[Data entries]

------------------------------

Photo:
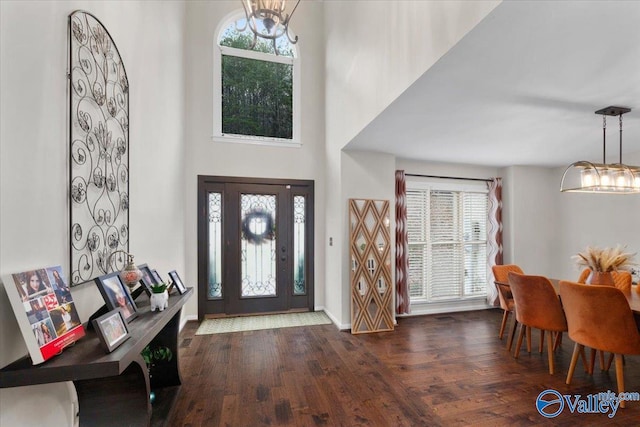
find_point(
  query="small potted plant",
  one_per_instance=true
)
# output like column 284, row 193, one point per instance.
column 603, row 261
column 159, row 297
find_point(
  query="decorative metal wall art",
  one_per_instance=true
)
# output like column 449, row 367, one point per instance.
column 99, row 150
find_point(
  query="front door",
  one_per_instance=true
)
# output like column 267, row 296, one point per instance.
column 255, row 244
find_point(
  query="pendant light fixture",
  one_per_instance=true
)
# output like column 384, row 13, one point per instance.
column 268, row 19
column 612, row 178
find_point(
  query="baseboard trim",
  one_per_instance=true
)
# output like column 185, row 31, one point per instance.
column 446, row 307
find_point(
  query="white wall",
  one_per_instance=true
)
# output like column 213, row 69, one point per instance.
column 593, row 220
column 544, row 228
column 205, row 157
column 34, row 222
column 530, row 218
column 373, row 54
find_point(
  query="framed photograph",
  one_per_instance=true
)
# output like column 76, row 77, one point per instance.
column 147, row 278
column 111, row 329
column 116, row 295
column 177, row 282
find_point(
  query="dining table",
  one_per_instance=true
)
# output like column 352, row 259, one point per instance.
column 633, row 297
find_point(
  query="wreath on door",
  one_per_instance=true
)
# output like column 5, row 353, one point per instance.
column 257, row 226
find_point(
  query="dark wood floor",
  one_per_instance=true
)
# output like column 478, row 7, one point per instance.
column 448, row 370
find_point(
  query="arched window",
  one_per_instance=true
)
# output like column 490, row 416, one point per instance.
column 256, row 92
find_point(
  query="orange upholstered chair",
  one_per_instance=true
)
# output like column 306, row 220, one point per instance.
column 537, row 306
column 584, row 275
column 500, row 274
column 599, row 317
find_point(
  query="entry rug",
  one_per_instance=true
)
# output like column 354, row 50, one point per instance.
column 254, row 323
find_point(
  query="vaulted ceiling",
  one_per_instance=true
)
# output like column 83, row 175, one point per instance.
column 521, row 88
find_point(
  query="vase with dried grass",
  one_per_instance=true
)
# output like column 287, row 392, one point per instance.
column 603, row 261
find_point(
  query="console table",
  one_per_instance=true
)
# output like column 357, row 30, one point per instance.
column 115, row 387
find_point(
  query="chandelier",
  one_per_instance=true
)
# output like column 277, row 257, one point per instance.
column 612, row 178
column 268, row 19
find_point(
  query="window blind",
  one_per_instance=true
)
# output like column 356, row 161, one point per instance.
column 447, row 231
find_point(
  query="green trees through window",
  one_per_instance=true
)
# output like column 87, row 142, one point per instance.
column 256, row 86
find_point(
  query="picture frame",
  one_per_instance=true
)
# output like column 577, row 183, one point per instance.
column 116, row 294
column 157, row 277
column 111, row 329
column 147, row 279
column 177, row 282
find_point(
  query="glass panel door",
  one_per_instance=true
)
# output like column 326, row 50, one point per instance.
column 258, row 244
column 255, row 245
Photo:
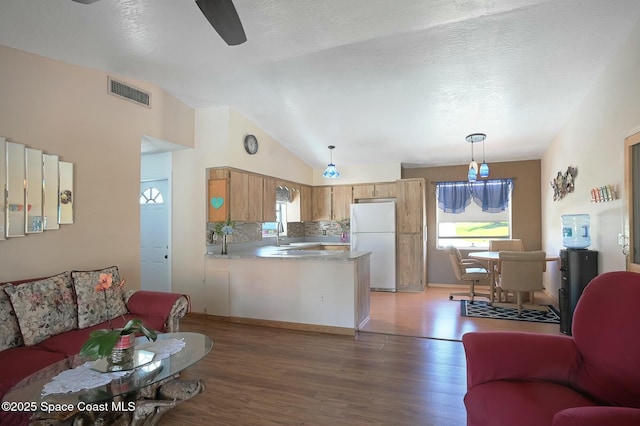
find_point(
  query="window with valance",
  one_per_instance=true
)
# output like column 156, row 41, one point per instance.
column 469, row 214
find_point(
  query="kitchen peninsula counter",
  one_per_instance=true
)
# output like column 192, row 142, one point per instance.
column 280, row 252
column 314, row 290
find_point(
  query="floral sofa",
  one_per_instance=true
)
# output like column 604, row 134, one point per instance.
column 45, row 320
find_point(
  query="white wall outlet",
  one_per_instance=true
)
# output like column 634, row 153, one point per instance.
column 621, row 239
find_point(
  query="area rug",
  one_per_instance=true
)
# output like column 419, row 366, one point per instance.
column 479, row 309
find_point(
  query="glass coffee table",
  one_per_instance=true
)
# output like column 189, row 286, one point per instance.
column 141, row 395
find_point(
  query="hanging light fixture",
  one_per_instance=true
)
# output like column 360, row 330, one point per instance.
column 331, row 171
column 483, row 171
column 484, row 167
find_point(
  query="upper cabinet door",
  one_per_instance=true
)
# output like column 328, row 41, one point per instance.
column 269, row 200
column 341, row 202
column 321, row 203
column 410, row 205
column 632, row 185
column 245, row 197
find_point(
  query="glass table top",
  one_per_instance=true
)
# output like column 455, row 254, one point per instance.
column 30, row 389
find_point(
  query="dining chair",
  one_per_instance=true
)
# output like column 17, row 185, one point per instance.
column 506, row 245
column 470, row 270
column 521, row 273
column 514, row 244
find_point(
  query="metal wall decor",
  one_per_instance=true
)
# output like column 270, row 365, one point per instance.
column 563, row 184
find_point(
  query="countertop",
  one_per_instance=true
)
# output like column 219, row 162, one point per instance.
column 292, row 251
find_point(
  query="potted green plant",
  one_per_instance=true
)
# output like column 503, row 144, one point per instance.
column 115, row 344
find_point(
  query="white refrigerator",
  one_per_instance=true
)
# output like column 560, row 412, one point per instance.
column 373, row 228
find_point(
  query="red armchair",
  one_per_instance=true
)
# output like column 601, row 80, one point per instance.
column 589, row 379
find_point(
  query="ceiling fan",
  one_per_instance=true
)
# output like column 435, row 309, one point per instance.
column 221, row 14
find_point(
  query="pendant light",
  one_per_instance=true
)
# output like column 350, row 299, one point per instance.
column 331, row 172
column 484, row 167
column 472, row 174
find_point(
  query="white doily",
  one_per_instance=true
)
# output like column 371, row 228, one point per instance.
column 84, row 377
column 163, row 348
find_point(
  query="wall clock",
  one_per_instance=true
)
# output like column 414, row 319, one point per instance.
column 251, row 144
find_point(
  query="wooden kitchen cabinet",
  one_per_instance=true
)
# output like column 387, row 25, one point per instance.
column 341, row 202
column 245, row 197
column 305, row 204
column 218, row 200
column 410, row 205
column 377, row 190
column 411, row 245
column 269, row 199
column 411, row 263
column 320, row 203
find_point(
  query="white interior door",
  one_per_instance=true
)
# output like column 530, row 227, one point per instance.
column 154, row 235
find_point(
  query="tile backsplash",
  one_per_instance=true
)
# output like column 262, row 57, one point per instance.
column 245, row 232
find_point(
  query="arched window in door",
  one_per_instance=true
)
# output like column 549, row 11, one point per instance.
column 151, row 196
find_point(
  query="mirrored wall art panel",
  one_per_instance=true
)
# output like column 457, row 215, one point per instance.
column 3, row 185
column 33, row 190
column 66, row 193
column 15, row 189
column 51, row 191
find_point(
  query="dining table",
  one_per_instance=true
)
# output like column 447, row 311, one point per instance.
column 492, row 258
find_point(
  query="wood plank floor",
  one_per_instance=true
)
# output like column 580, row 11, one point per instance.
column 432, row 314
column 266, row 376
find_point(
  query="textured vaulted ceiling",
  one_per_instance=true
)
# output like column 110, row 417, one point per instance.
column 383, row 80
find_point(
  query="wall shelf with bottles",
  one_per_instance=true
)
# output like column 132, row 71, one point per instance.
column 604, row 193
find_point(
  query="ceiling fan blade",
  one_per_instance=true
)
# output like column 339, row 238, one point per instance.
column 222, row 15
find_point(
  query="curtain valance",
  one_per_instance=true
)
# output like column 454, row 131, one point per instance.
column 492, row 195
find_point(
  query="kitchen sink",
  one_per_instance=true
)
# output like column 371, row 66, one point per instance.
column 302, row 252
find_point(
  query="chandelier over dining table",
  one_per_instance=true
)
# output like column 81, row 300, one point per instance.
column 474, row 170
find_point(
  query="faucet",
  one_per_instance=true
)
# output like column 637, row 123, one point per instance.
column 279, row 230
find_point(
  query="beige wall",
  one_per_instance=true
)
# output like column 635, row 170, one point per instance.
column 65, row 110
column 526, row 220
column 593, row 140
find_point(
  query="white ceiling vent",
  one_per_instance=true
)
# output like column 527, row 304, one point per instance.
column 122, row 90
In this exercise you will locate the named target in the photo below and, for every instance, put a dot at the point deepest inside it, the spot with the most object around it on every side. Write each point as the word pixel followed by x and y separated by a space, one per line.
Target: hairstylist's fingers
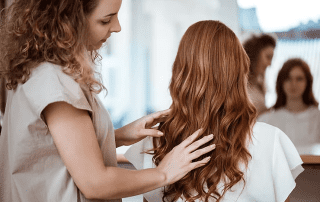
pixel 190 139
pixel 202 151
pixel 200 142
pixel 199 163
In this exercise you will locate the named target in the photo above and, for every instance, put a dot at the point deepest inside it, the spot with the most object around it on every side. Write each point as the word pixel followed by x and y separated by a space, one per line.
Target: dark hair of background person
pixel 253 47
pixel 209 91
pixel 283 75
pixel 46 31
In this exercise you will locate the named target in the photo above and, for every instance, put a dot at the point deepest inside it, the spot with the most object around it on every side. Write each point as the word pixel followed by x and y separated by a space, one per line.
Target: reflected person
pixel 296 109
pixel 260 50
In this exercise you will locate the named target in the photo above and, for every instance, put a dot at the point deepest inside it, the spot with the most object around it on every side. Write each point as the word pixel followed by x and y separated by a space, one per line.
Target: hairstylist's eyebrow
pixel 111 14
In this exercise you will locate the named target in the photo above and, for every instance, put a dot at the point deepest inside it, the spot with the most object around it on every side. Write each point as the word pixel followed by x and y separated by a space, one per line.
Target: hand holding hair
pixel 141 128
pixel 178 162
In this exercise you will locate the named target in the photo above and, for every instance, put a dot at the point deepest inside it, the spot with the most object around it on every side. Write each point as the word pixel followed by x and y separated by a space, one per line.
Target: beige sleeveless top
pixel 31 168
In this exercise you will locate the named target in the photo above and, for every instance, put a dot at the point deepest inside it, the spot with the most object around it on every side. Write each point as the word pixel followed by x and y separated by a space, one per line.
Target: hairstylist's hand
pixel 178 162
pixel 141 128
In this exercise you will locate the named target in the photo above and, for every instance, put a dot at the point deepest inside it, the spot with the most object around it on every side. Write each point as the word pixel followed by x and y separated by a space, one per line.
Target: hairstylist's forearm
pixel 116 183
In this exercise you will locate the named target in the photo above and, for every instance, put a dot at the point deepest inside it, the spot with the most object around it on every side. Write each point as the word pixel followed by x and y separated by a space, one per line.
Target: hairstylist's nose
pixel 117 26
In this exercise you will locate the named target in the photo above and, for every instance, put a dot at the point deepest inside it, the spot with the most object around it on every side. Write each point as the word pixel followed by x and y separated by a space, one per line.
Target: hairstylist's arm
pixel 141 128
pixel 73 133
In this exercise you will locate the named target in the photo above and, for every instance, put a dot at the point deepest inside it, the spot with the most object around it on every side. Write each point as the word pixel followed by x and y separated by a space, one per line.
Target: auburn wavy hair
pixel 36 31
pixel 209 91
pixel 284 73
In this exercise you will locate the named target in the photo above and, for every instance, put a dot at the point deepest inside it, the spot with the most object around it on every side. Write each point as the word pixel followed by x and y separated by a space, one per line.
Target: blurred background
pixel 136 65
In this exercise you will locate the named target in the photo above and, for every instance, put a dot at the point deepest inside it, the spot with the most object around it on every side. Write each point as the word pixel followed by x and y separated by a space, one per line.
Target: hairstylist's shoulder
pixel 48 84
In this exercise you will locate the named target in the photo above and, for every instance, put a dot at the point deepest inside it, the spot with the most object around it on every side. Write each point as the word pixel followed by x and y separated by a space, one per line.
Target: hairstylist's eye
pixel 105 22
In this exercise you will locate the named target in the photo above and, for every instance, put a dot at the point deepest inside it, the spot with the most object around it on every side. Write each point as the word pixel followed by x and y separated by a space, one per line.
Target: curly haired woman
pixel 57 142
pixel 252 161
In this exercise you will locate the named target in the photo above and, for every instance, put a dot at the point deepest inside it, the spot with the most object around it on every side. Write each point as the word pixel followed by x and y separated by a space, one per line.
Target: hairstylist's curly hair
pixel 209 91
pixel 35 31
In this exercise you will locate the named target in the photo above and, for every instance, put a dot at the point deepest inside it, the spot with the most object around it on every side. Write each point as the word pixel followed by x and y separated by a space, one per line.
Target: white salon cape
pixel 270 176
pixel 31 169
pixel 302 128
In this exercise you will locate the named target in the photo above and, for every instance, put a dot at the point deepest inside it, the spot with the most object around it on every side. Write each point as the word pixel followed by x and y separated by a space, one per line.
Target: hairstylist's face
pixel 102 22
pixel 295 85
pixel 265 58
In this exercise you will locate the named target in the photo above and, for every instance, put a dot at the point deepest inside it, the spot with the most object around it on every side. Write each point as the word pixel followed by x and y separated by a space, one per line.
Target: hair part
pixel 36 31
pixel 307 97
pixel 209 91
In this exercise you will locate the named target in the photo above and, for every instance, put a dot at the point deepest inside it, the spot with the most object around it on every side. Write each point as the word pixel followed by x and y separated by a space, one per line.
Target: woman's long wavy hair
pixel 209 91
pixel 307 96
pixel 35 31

------------------------------

Assignment
The answer must be every line from the records above that contains the word "valance", copied out.

Output of the task
  query="window with valance",
  query="curtain valance",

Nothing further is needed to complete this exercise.